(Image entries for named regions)

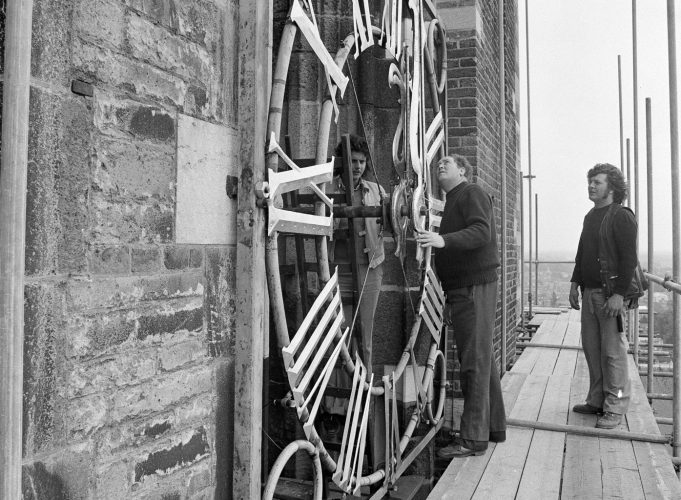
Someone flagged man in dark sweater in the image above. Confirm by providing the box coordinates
[417,155,506,458]
[570,163,638,429]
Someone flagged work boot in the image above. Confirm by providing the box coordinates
[596,411,622,429]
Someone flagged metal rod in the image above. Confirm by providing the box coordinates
[631,0,638,221]
[629,0,639,365]
[646,97,655,393]
[498,0,508,375]
[518,342,584,351]
[506,418,669,444]
[617,54,624,170]
[667,0,681,457]
[518,171,525,329]
[534,193,539,305]
[0,0,33,498]
[523,0,534,317]
[655,417,674,425]
[626,138,637,344]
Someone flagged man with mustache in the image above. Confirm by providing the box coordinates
[416,155,506,458]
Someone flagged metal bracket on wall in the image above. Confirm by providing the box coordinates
[225,175,239,200]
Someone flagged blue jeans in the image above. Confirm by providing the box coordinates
[447,281,506,450]
[582,288,631,415]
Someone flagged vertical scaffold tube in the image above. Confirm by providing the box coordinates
[667,0,681,457]
[646,97,655,394]
[0,0,33,499]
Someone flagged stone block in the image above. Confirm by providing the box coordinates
[163,245,203,271]
[93,394,213,460]
[95,459,132,498]
[135,427,210,482]
[23,284,63,454]
[63,349,157,399]
[72,0,126,51]
[31,0,73,87]
[90,192,174,245]
[205,247,237,356]
[372,291,405,366]
[130,247,163,273]
[88,246,130,274]
[109,366,213,422]
[175,115,238,245]
[287,52,318,101]
[124,0,179,31]
[26,87,92,274]
[95,94,176,143]
[66,269,204,312]
[136,299,203,340]
[126,15,214,85]
[21,462,69,500]
[92,135,175,197]
[64,311,136,358]
[64,394,111,439]
[71,37,187,107]
[158,340,206,371]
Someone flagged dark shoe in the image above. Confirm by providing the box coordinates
[596,411,622,429]
[437,444,487,459]
[489,431,506,443]
[572,403,603,415]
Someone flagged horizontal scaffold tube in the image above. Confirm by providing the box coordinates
[262,439,323,500]
[506,418,669,444]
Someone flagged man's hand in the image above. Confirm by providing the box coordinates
[416,228,445,248]
[570,282,579,311]
[603,293,625,318]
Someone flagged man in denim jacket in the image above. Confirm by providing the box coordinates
[570,163,638,429]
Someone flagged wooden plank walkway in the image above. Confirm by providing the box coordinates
[428,311,681,500]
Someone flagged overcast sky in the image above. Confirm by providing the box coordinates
[518,0,681,258]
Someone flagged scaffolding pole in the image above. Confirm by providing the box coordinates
[667,0,681,457]
[520,0,534,317]
[498,0,508,375]
[530,193,539,305]
[617,54,624,170]
[646,97,655,394]
[0,0,33,499]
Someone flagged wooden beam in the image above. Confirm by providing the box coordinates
[0,0,33,498]
[234,0,272,498]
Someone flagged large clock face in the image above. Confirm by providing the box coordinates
[261,0,446,494]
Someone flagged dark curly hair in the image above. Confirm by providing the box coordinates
[586,163,629,205]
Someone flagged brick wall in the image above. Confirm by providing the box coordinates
[17,0,238,499]
[438,0,520,389]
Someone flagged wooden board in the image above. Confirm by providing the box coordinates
[517,376,574,500]
[428,311,681,500]
[561,352,603,499]
[627,357,681,498]
[473,373,548,500]
[428,372,527,500]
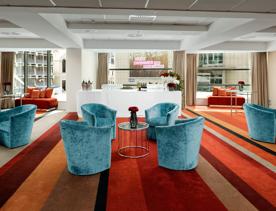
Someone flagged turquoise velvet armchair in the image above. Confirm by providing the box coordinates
[81,103,117,139]
[60,120,111,175]
[243,103,276,143]
[145,103,179,140]
[156,117,204,170]
[0,105,36,148]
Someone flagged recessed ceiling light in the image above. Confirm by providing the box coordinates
[49,0,57,7]
[127,32,143,38]
[1,32,20,36]
[128,15,157,22]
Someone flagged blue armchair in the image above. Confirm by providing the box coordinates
[81,103,117,139]
[60,120,111,175]
[243,103,276,143]
[156,117,204,170]
[145,103,179,140]
[0,105,36,148]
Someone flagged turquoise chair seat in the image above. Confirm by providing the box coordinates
[60,120,112,175]
[81,103,117,139]
[147,116,167,126]
[156,117,204,170]
[96,117,115,127]
[243,103,276,143]
[0,105,36,148]
[145,103,179,140]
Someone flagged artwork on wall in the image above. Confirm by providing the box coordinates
[129,51,168,77]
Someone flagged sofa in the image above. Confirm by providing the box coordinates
[207,87,245,106]
[243,103,276,143]
[156,117,204,170]
[145,103,179,140]
[15,87,58,109]
[60,120,112,175]
[0,105,36,148]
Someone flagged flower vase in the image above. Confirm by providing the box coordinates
[239,84,243,92]
[129,111,138,128]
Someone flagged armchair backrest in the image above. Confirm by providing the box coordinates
[160,103,179,116]
[10,105,37,146]
[81,103,115,118]
[243,103,276,142]
[60,120,111,175]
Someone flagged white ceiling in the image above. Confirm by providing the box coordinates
[0,0,276,51]
[0,0,276,13]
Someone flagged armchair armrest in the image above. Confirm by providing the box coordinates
[167,106,179,125]
[0,107,22,122]
[145,105,160,120]
[106,108,117,120]
[81,109,97,126]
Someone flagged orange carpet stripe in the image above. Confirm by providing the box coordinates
[188,111,276,152]
[2,142,66,211]
[184,110,276,165]
[202,132,276,206]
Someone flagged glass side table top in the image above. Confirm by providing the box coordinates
[118,122,149,130]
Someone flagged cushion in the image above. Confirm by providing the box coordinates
[213,86,220,96]
[39,89,46,98]
[45,88,53,98]
[96,118,114,127]
[31,90,40,98]
[218,88,226,96]
[148,116,168,126]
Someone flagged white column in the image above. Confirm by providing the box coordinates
[66,48,82,112]
[82,49,98,88]
[267,51,276,108]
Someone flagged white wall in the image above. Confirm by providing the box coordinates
[81,49,98,88]
[268,51,276,108]
[66,48,82,112]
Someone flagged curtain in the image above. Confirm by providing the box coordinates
[252,52,268,107]
[173,51,186,108]
[0,52,15,108]
[186,54,197,106]
[97,53,108,89]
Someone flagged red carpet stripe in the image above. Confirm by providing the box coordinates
[137,143,226,210]
[200,132,275,210]
[107,119,226,211]
[0,113,78,207]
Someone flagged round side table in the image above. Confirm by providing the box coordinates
[117,122,149,158]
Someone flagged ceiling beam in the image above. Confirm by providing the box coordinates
[67,23,208,32]
[1,11,81,48]
[203,41,267,51]
[0,38,59,49]
[40,14,83,47]
[84,40,181,50]
[181,19,275,50]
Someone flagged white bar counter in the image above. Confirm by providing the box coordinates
[77,89,182,117]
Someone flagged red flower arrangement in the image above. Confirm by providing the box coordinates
[168,83,176,89]
[160,73,169,77]
[128,106,139,112]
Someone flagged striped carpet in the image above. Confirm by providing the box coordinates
[0,113,276,211]
[187,107,276,156]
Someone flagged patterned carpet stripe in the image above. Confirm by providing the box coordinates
[183,110,276,166]
[200,132,276,210]
[187,108,276,156]
[0,113,78,207]
[0,115,276,211]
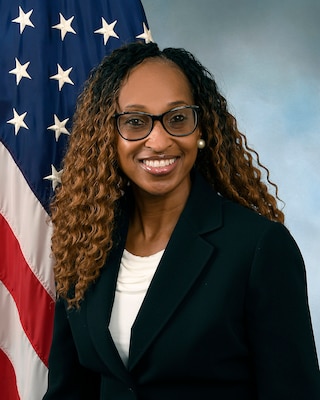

== Your objective ==
Put every line of the material above into a numbered list, skipping blank lines. Leave the pictures out.

== The response ==
1. Someone flagged man in dark sweater in the image above. Confirm by providing the box coordinates
2. [417,155,506,458]
3. [570,163,638,429]
4. Someone flagged work boot in the image above. Confirm by providing the box coordinates
5. [596,411,622,429]
6. Someone flagged metal rod in the image above. Confirm by providing the box coordinates
7. [631,0,638,221]
8. [629,0,639,365]
9. [646,97,655,393]
10. [498,0,508,375]
11. [518,342,584,351]
12. [506,418,669,444]
13. [617,54,624,170]
14. [667,0,681,457]
15. [518,171,525,329]
16. [534,193,539,305]
17. [0,0,33,498]
18. [523,0,534,317]
19. [655,417,674,425]
20. [626,138,637,344]
21. Someone flagged man with mustache in the image above. Confirm by providing the box coordinates
22. [416,155,506,458]
23. Someone flagged metal bracket on wall in the image above. Confirm by providing the box coordinates
24. [225,175,239,200]
25. Someone flagged blue jeans in the image above. Confirm by providing the box coordinates
26. [447,281,506,450]
27. [582,288,631,415]
28. Someone flagged vertical scaffold tube in the image above. Confirm by providing the box coordinates
29. [667,0,681,457]
30. [646,97,655,394]
31. [0,0,33,499]
32. Someone flagged stone block in the image above. Confirm by providing the box coordinates
33. [163,245,203,271]
34. [93,394,213,460]
35. [95,459,132,498]
36. [135,427,210,482]
37. [23,284,63,454]
38. [63,349,157,399]
39. [72,0,126,51]
40. [31,0,73,87]
41. [90,192,174,245]
42. [205,247,237,356]
43. [372,291,405,366]
44. [130,247,163,273]
45. [88,246,130,274]
46. [109,366,213,422]
47. [175,115,238,245]
48. [287,52,318,101]
49. [124,0,179,31]
50. [26,87,92,274]
51. [95,94,176,143]
52. [66,269,204,312]
53. [136,299,203,340]
54. [126,15,214,85]
55. [21,462,69,500]
56. [92,135,175,197]
57. [64,311,136,358]
58. [64,394,111,439]
59. [71,37,187,107]
60. [158,340,206,371]
61. Someone flagged dark shoe in the image above. Confirm by providing the box coordinates
62. [596,411,622,429]
63. [437,444,487,459]
64. [489,431,506,443]
65. [572,403,603,415]
66. Someone flagged horizontal scaffold tube in the image above. Confirm by providing the box coordinates
67. [262,439,323,500]
68. [506,418,669,444]
69. Someone flagged man's hand in the image above. Confirm by providing the box coordinates
70. [416,228,445,248]
71. [570,282,579,311]
72. [603,293,625,318]
73. Someone flagged man in denim jacket in the image above. Confirm by providing the box coordinates
74. [570,163,638,429]
75. Someone flagged wooden plank walkway in the image above. Confirm by providing the box coordinates
76. [428,311,681,500]
77. Someone flagged overcast sky in the image above. Confirm by providing the box coordinates
78. [518,0,681,258]
79. Someone flagged scaffolding pole in the image above. Confirm by providing the box coordinates
80. [667,0,681,457]
81. [520,0,534,317]
82. [498,0,508,375]
83. [530,193,539,305]
84. [617,54,624,170]
85. [646,97,655,394]
86. [0,0,33,499]
87. Someone flagged wooden beam in the image above. Confirm by providing the box coordinates
88. [0,0,33,498]
89. [234,0,272,498]
90. Someone flagged large clock face in the image above. Confirm by providing the box coordinates
91. [261,0,446,494]
92. Someone flagged dark curly hair in the image above. Confirm by providing the box coordinates
93. [586,163,629,205]
94. Someone flagged brick wall in the image above. Confirm by providing the box coordinates
95. [17,0,238,499]
96. [438,0,520,389]
97. Someone flagged wooden board in the image above. Confirm by providing the box coordinates
98. [517,376,574,500]
99. [428,311,681,500]
100. [561,352,603,499]
101. [627,357,681,498]
102. [473,373,548,500]
103. [428,372,527,500]
104. Someone flagged turquoise velvet armchair in the image above. Confirm by providing the box coordinates
105. [81,103,117,139]
106. [60,120,111,175]
107. [243,103,276,143]
108. [145,103,179,140]
109. [156,117,204,170]
110. [0,105,36,148]
111. Someone flagged recessed ceiling light in the image above. Confirm by providing the box coordinates
112. [49,0,57,7]
113. [127,32,143,38]
114. [1,32,20,36]
115. [128,15,157,22]
116. Someone flagged blue armchair in the image above. Confirm by providing the box coordinates
117. [81,103,117,139]
118. [60,120,111,175]
119. [243,103,276,143]
120. [156,117,204,170]
121. [145,103,179,140]
122. [0,105,36,148]
123. Someone flagged turquoise chair seat in the image above. Confirm by providing the box coordinates
124. [60,120,112,175]
125. [81,103,117,139]
126. [147,116,167,126]
127. [156,117,204,170]
128. [96,117,115,127]
129. [243,103,276,143]
130. [0,105,36,148]
131. [145,103,179,140]
132. Someone flagged artwork on wall in the image above. Confirm by providing the box coordinates
133. [129,51,168,77]
134. Someone flagged sofa in the image above. Confirm by providing the box coordinates
135. [207,87,245,106]
136. [243,103,276,143]
137. [156,117,204,170]
138. [145,103,179,140]
139. [15,87,58,109]
140. [60,120,112,175]
141. [0,105,36,148]
142. Someone flagged flower vase in the image above. Confirm by providing the box coordinates
143. [239,84,243,92]
144. [129,111,138,128]
145. Someone flagged armchair backrest in the image above. Confirm by providing the box coordinates
146. [160,103,179,116]
147. [10,105,37,146]
148. [81,103,115,118]
149. [243,103,276,142]
150. [60,120,111,175]
151. Someone flagged white ceiling in the image above. Confirm by providing the box coordinates
152. [0,0,276,51]
153. [0,0,276,13]
154. Someone flagged armchair armrest in the image above. Confirm by providing the box coordinates
155. [167,106,179,125]
156. [0,107,22,122]
157. [145,105,160,120]
158. [106,108,117,120]
159. [81,109,97,126]
160. Someone flagged orange carpet stripe in the image above. Confirm by providing the box coordinates
161. [188,111,276,152]
162. [2,142,66,211]
163. [184,110,276,165]
164. [202,132,276,206]
165. Someone flagged glass side table top in the image above. Confirm by providing the box coordinates
166. [118,122,149,130]
167. Someone flagged cushion in the image above. Confirm by providing the box coordinates
168. [213,86,220,96]
169. [39,89,46,98]
170. [45,88,53,98]
171. [96,118,114,127]
172. [31,90,40,98]
173. [218,88,226,96]
174. [148,116,168,126]
175. Someone flagged white column in the image above. Confirm by providing the box coordinates
176. [66,48,82,112]
177. [82,49,98,88]
178. [267,51,276,108]
179. Someone flagged white wall in the image above. Confirm by providing the box coordinates
180. [81,49,98,88]
181. [268,51,276,108]
182. [66,48,82,112]
183. Someone flagged curtain in the image above. Confirm by providing the box coordinates
184. [252,52,268,107]
185. [173,51,186,108]
186. [0,52,15,108]
187. [186,54,197,106]
188. [97,53,108,89]
189. Someone flagged red carpet stripe in the image above. Confirm by providing the box coordinates
190. [137,143,226,210]
191. [200,132,275,210]
192. [107,119,226,211]
193. [0,113,78,207]
194. Someone flagged round side table in the image above. Confirm by providing the box coordinates
195. [117,122,149,158]
196. Someone flagged ceiling beam in the image above. Confirm by providing the box coordinates
197. [67,23,208,32]
198. [1,11,81,48]
199. [203,41,267,51]
200. [0,38,59,49]
201. [40,14,83,47]
202. [84,40,181,50]
203. [181,19,275,50]
204. Someone flagged white bar counter in the image above. Confirm by providing the box coordinates
205. [77,89,182,117]
206. Someone flagged red flower arrangement in the image above. Confirm by providing the box coordinates
207. [168,83,176,89]
208. [160,73,169,77]
209. [128,106,139,112]
210. Someone flagged striped carpet in the image above. Confirm by providing the box coordinates
211. [0,113,276,211]
212. [187,107,276,156]
213. Someone flagged patterned carpet stripe in the image above. Confirm by providing the box coordinates
214. [183,110,276,166]
215. [200,132,276,210]
216. [187,108,276,156]
217. [0,113,78,207]
218. [0,115,276,211]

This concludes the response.